■ **Extrait**:
==========

ARISTIDE MAILLOL. La quête de l’harmonie. Si Maillol (1861-1944) est un artiste qui nous est familier avec les sculptures exposées dans le jardin du Carrousel du Louvre et surtout le musée qui porte son nom, à quelque 600 mètres à peine du musée d’Orsay, cette rétrospective nous permet de le mieux connaître et de comprendre son processus créatif.
Le parcours est essentiellement chronologique mais les commissaires y ont ajouté deux sections thématiques. La première, « Maillol le catalan », est consacrée à son attachement à sa terre natale (il est né à Banyuls-sur-Mer). La seconde, « Modèles », évoque quelques-uns de ses modèles tant féminins que masculins, dont Maillol avait besoin comme point de départ, avant de procéder à une réinvention, une synthèse des formes.
Avant de pénétrer dans l’exposition, nous sommes accueillis par deux sculptures monumentales, L’Action enchaînée (1905-1906) et Nymphes de la prairie (1930-1938). La première, un monument commandé en l’honneur d’Auguste Blanqui, qui passa la majeure partie de sa vie en prison, fit scandale. Sa ville natale attendait un portrait de Blanqui et non pas une puissante femme nue, l’épouse même de Maillol.

==========

(Enregistrements de contours de régions nommées)
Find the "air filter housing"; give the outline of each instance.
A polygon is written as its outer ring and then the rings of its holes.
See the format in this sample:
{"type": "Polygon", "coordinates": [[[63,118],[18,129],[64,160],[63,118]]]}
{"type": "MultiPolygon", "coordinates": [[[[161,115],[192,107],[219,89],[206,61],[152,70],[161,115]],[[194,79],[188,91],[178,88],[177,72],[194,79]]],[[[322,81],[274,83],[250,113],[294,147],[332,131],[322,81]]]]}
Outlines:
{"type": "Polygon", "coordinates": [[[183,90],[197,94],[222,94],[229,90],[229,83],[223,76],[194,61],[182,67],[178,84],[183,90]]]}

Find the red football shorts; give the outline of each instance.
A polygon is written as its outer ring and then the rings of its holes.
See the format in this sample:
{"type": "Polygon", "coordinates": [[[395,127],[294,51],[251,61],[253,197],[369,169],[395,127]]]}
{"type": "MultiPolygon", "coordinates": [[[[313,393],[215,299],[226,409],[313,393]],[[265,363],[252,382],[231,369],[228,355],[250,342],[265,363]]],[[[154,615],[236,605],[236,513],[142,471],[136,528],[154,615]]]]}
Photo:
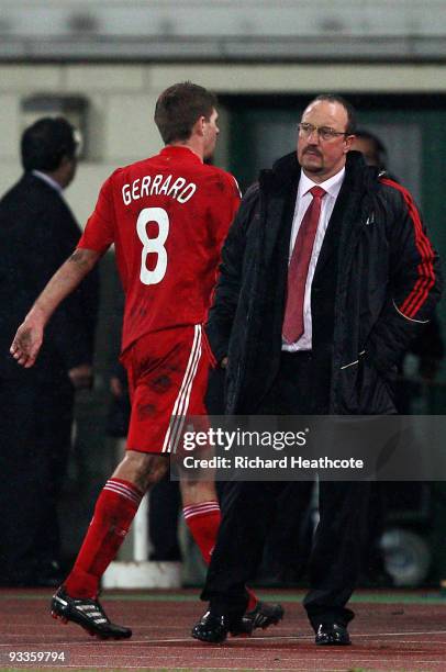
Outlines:
{"type": "Polygon", "coordinates": [[[121,360],[132,401],[127,450],[177,452],[186,416],[207,414],[204,394],[213,356],[202,326],[147,334],[121,360]]]}

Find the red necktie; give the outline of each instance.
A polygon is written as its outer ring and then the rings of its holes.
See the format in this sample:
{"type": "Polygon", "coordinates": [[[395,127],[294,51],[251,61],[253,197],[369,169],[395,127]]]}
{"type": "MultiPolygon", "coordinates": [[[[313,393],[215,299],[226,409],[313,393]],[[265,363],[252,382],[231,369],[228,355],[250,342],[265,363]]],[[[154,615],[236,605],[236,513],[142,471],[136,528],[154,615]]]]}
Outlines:
{"type": "Polygon", "coordinates": [[[303,334],[303,299],[306,276],[316,237],[322,199],[326,191],[322,187],[313,187],[310,193],[313,200],[302,217],[288,268],[288,293],[282,328],[287,343],[296,343],[303,334]]]}

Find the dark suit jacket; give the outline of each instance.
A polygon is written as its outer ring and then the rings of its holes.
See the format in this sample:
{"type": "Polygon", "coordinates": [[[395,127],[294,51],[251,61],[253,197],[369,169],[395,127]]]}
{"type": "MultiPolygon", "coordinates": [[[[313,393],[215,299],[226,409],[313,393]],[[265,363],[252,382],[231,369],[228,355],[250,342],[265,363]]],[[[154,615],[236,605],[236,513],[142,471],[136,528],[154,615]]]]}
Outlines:
{"type": "MultiPolygon", "coordinates": [[[[16,328],[80,238],[62,195],[25,173],[0,201],[0,376],[19,376],[9,347],[16,328]]],[[[51,318],[38,367],[91,362],[99,282],[93,271],[51,318]]]]}

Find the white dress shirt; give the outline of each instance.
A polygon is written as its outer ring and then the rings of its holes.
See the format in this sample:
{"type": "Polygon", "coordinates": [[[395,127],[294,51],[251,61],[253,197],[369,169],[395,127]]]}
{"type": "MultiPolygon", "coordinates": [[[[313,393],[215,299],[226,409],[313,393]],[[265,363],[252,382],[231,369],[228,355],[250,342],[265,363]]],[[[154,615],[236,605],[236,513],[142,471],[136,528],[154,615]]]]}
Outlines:
{"type": "Polygon", "coordinates": [[[299,228],[303,220],[313,197],[309,193],[313,187],[322,187],[326,191],[326,194],[322,199],[321,215],[319,217],[317,231],[314,238],[313,251],[311,254],[309,273],[306,276],[305,295],[303,299],[303,334],[296,343],[287,343],[282,339],[282,350],[288,352],[296,352],[298,350],[311,350],[312,348],[312,322],[311,322],[311,285],[313,282],[314,271],[316,268],[319,255],[321,253],[322,243],[326,227],[328,226],[330,217],[332,216],[333,208],[336,203],[337,195],[341,191],[342,183],[344,181],[345,168],[336,172],[325,182],[316,184],[301,170],[301,177],[299,181],[298,198],[296,200],[294,217],[292,221],[291,239],[290,239],[290,254],[288,264],[291,260],[292,249],[294,247],[296,239],[298,237],[299,228]]]}

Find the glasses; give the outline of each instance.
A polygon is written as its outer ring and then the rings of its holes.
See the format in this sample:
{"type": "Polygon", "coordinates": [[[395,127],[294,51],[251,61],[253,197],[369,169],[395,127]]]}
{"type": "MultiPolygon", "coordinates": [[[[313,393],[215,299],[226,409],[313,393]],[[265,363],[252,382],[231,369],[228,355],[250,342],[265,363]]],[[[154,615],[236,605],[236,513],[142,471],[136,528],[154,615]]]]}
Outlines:
{"type": "Polygon", "coordinates": [[[331,128],[330,126],[313,126],[313,124],[306,124],[303,122],[298,124],[298,128],[299,128],[299,135],[301,135],[302,137],[310,137],[310,135],[312,135],[314,131],[316,131],[319,137],[323,141],[334,139],[338,135],[345,135],[345,136],[350,135],[349,133],[346,133],[343,131],[335,131],[334,128],[331,128]]]}

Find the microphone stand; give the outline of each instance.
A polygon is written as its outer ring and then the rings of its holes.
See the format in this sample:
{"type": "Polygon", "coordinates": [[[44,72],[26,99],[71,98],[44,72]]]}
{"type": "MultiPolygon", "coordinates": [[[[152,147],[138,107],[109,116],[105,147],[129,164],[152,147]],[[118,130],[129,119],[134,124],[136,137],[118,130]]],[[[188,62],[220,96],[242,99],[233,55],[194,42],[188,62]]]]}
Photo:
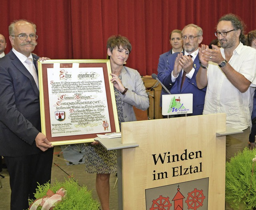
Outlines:
{"type": "MultiPolygon", "coordinates": [[[[155,89],[154,89],[156,87],[158,87],[158,85],[159,84],[159,82],[158,81],[157,81],[157,82],[155,82],[154,85],[150,87],[148,87],[147,88],[147,90],[150,90],[150,91],[153,91],[154,93],[154,95],[151,95],[148,92],[147,92],[147,94],[148,96],[152,96],[152,98],[153,100],[153,119],[156,119],[156,114],[155,112],[155,106],[156,106],[156,102],[155,101],[155,89]]],[[[149,117],[149,107],[148,108],[148,119],[149,120],[151,119],[149,117]]]]}

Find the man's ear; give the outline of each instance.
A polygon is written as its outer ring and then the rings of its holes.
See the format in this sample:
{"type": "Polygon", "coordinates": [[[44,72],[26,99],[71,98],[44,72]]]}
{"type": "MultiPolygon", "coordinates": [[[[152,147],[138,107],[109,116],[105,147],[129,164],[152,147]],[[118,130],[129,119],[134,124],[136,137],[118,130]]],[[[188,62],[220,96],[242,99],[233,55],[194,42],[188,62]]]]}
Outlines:
{"type": "Polygon", "coordinates": [[[203,36],[200,36],[198,37],[198,44],[200,44],[203,41],[203,36]]]}
{"type": "Polygon", "coordinates": [[[241,34],[241,29],[238,29],[236,32],[236,36],[237,37],[239,37],[239,36],[241,34]]]}
{"type": "Polygon", "coordinates": [[[14,38],[12,37],[12,36],[9,36],[9,39],[10,40],[10,41],[11,42],[11,44],[12,44],[12,46],[14,46],[14,40],[13,39],[14,38]]]}
{"type": "Polygon", "coordinates": [[[108,52],[108,55],[109,56],[110,56],[111,55],[112,55],[112,53],[110,51],[110,48],[108,48],[107,52],[108,52]]]}

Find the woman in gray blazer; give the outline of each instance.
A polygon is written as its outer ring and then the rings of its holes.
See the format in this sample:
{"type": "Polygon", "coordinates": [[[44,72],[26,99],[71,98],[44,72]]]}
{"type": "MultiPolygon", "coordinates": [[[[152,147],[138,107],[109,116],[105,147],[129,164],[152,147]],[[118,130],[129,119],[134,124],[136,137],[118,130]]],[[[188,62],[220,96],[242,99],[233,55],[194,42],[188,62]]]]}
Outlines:
{"type": "MultiPolygon", "coordinates": [[[[146,110],[149,106],[148,97],[139,73],[124,66],[132,50],[128,39],[120,35],[112,36],[108,40],[108,55],[110,59],[117,113],[121,123],[135,121],[133,106],[146,110]]],[[[94,142],[86,147],[86,171],[96,173],[96,190],[102,210],[109,210],[109,178],[117,171],[116,151],[107,151],[94,142]]]]}

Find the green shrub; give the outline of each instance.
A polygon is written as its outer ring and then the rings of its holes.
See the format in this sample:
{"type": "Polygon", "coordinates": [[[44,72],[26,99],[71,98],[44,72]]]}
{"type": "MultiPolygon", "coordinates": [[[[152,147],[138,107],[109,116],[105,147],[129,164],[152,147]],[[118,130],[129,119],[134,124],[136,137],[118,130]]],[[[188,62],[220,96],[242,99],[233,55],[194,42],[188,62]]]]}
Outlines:
{"type": "Polygon", "coordinates": [[[256,206],[256,149],[246,148],[226,163],[226,198],[234,210],[256,206]]]}
{"type": "MultiPolygon", "coordinates": [[[[49,183],[43,185],[39,185],[35,194],[36,198],[40,198],[45,196],[49,189],[55,193],[60,188],[64,188],[66,190],[66,196],[62,198],[54,208],[54,210],[98,210],[99,203],[92,197],[92,192],[88,191],[86,186],[81,187],[72,179],[69,179],[63,182],[56,180],[54,183],[49,183]]],[[[30,204],[33,201],[30,200],[30,204]]],[[[41,206],[37,209],[40,210],[41,206]]]]}

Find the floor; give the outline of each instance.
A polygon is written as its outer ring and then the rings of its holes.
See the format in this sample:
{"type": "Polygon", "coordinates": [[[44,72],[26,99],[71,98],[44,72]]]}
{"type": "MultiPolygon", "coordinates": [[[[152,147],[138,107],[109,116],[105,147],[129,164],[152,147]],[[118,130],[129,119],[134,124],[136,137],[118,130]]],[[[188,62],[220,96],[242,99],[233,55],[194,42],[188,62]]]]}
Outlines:
{"type": "MultiPolygon", "coordinates": [[[[61,182],[65,178],[72,176],[79,185],[86,185],[88,189],[92,190],[92,197],[98,201],[97,193],[95,190],[95,174],[86,173],[84,171],[84,164],[80,164],[76,165],[67,165],[67,161],[65,160],[62,153],[58,156],[61,151],[60,146],[55,146],[52,162],[51,182],[57,179],[61,182]]],[[[0,210],[10,209],[10,201],[11,190],[9,185],[9,177],[6,169],[3,168],[0,174],[5,176],[4,178],[0,177],[2,188],[0,186],[0,210]]],[[[117,210],[117,183],[114,188],[117,177],[115,174],[111,174],[110,178],[110,208],[112,210],[117,210]]]]}

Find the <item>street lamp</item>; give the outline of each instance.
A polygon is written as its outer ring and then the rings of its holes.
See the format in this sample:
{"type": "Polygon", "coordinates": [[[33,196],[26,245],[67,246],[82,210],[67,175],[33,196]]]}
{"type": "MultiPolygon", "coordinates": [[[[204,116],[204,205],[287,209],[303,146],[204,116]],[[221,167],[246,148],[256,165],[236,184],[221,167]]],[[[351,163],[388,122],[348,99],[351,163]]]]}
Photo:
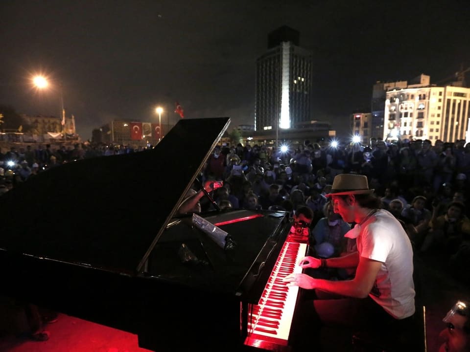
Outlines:
{"type": "MultiPolygon", "coordinates": [[[[35,76],[33,77],[33,84],[39,89],[47,88],[49,85],[47,79],[44,76],[35,76]]],[[[65,131],[65,109],[64,109],[64,94],[62,93],[62,85],[59,85],[60,88],[60,107],[62,119],[61,124],[62,125],[62,133],[64,133],[64,140],[67,140],[67,135],[65,131]]]]}
{"type": "Polygon", "coordinates": [[[155,112],[158,114],[158,132],[160,134],[158,136],[158,140],[160,141],[162,138],[162,113],[163,112],[163,108],[157,107],[155,112]]]}

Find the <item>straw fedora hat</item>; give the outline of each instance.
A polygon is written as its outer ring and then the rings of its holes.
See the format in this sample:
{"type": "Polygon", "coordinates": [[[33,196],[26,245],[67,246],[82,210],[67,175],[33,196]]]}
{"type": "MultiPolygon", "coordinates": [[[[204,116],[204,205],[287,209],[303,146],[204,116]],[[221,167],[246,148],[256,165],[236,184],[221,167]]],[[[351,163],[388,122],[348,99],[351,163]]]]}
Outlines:
{"type": "Polygon", "coordinates": [[[331,192],[326,197],[348,194],[372,194],[374,190],[369,189],[367,177],[353,174],[340,174],[334,176],[331,192]]]}

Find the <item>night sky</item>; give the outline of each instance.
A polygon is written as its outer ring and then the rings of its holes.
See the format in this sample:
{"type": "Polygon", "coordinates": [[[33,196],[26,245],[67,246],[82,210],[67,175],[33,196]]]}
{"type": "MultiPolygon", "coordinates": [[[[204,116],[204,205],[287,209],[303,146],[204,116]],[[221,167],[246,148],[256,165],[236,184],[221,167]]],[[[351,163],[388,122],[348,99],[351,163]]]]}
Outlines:
{"type": "Polygon", "coordinates": [[[376,81],[437,83],[470,66],[468,1],[425,2],[1,0],[0,104],[59,116],[62,84],[83,139],[114,119],[157,121],[158,105],[174,123],[176,101],[185,118],[253,124],[256,60],[286,25],[313,52],[312,118],[346,132],[376,81]],[[54,87],[32,89],[37,73],[54,87]]]}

==========

■ **Énoncé de la tâche**: Poursuivez, s'il vous plaît, le texte sur la rétrospective Maillol en reprenant juste après sa dernière phrase.

■ **Résultat de la tâche**:
Les premières sections nous présentent des peintures et surtout des objets décoratifs réalisés par Maillol à ses débuts. On remarque en particulier une Femme à l’ombrelle (vers 1895), sans doute son chef-d’œuvre en peinture, et Tante Lucie (vers 1892), en l’honneur de la femme qui l’a élevé, un portrait en pied inspiré par Arrangement en gris et noir : portrait de la mère de l'artiste, un tableau de Whistler acquis par l'État en 1891.
Maillol est très intéressé par les arts décoratifs comme le montre la multitude de broderies, tentures murales, garnitures de sièges, écrans de cheminée, objets en bois, poteries, etc. Manquant d’expérience en céramique, il met le feu à son atelier ! Aujourd’hui, on peut admirer l’une de ses fontaines d’appartement. Celle-ci a appartenu à Harry Kessler, son mécène, mais Renoir en acquiert une, lui aussi. En effet, Maillol est très ami avec les nabis et avec des artistes tels que Denis, Rodin, Bonnard, Vuillard et Renoir, avec lesquels il fait des échanges. Certaines de leurs œuvres sont exposées ici en témoignage de ces liens.
La taille du bois encourage Maillol dans la sculpture. À ses débuts son sujet de prédilection est la baigneuse. On la trouve dans La vague (vers 1894), une spectaculaire peinture qu’il décline ensuite dans de multiples variations et matériaux. Ce qui le caractérise, c’est la simplicité des formes et l’économie de moyens comme le montrent les dizaines de statuettes présentées ici.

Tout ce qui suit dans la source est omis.